Conformational Switching Dynamics of Syntaxin 1
Activation of syntaxin is key to synaptic membrane fusion, triggering the release of neuotransmitters into the synaptic gap. Although it has been suspected that structural transitions are crucial for the activation, their nature and dynamics were unknown. In a close collaboration with the groups of Reinhard Jahn and Claus Seidel we have monitored these dynamics by single molecule FRET measurements. From these data, distance changes between selected syntaxin residues were derived with sub-millisecond resolution. Molecular modeling revealed a conformational equilibrium between an inactive closed and an active open state, thus explaining the role of regulatory proteins such as munc-18, which, by binding, arrests syntaxin in the closed conformation. The direct observation of a conformational equilibrium also suggested that other regulatory mechanisms such as phosphorylation act by shifting conformational equilibria.
Syntaxin 1 is an essential component of the membrane fusion machinery in all eukaryotes from yeast to humans. It belongs to a family of soluble N-ethylmaleimide-sensitive factor attachment protein receptors (SNARE) which have emerged as the leading candidates for mediating membrane fusion. SNARE proteins comprise a superfamily of small membrane proteins distinguished by the SNARE motif, a conserved coiled-coil stretch of 60–70 amino acids. SNARE motifs spontaneously assemble into elongated four-helix bundles.

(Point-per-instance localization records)

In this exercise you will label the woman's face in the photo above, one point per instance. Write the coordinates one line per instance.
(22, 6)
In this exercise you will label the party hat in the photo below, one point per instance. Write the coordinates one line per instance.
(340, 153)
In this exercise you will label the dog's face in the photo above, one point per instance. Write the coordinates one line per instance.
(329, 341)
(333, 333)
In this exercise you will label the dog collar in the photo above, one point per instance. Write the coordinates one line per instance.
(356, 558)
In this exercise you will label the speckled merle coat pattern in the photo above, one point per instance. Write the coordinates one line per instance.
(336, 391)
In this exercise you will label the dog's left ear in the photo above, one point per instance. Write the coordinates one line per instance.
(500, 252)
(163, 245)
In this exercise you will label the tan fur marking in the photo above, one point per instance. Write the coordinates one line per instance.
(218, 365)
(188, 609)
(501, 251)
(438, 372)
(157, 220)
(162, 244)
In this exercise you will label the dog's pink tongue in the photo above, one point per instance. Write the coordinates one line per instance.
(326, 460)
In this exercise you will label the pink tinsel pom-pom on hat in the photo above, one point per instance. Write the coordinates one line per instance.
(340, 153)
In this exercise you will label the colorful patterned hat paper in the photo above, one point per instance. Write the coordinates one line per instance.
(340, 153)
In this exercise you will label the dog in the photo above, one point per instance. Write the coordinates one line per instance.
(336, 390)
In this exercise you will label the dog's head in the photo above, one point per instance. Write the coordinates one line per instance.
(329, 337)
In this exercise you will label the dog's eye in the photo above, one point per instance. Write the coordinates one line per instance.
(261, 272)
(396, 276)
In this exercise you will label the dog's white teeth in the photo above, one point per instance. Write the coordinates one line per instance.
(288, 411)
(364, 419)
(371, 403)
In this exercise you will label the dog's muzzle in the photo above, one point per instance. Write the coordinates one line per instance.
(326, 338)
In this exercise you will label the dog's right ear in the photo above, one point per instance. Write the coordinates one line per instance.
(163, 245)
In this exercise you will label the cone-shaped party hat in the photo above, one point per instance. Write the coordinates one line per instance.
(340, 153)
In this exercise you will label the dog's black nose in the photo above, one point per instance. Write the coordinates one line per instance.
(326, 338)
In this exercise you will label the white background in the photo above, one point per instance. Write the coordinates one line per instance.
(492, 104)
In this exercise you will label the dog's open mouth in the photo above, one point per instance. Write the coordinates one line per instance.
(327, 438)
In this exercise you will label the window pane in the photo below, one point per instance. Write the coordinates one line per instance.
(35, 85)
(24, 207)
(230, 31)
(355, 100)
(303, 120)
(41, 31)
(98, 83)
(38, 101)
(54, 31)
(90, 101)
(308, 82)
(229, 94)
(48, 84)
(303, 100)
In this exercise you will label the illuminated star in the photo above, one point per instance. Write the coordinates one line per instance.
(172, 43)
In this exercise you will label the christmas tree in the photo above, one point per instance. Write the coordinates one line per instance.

EXERCISE SET:
• 1. In the text on syntaxin 1, how long is the conserved coiled-coil stretch that distinguishes SNARE proteins?
• 2. Continue the text on syntaxin 1 from the point where it stops.

YOUR RESPONSES:
• 1. 60–70 amino acids

• 2.
Burst-Averaged Analysis:
Three different conformations of syntaxin 1 were studied using single-molecule multiparameter fluorescence detection. First, syntaxin with munc-18 which arrests syntaxin in the closed conformation. Next, free syntaxin was investigated. Finally, syntaxin in the ternary SNARE complex with synaptobrevin and SNAP-25 was examined. In this complex syntaxin 1 is unable to form a closed conformation. For syntaxin-munc-18 the data from FRET analysis agreed with the crystal structure , confirming that the ensemble of syntaxin molecules is dominated by the closed conformation when complexed with munc-18. Data from free syntaxin suggested at least two different conformations. One corresponding to that of syntaxin-munc-18 and one reflecting an open conformation. Thus, only a subpopulation of free syntaxin (ca. 15–30%) is in the closed conformation whereas most molecules adopt a conformation corresponding to an open conformation. Finally, we analyzed syntaxin in the ternary SNARE complex with synaptobrevin and SNAP-25. Again, only one conformation was observed suggesting an open conformation with multiple substates in solution.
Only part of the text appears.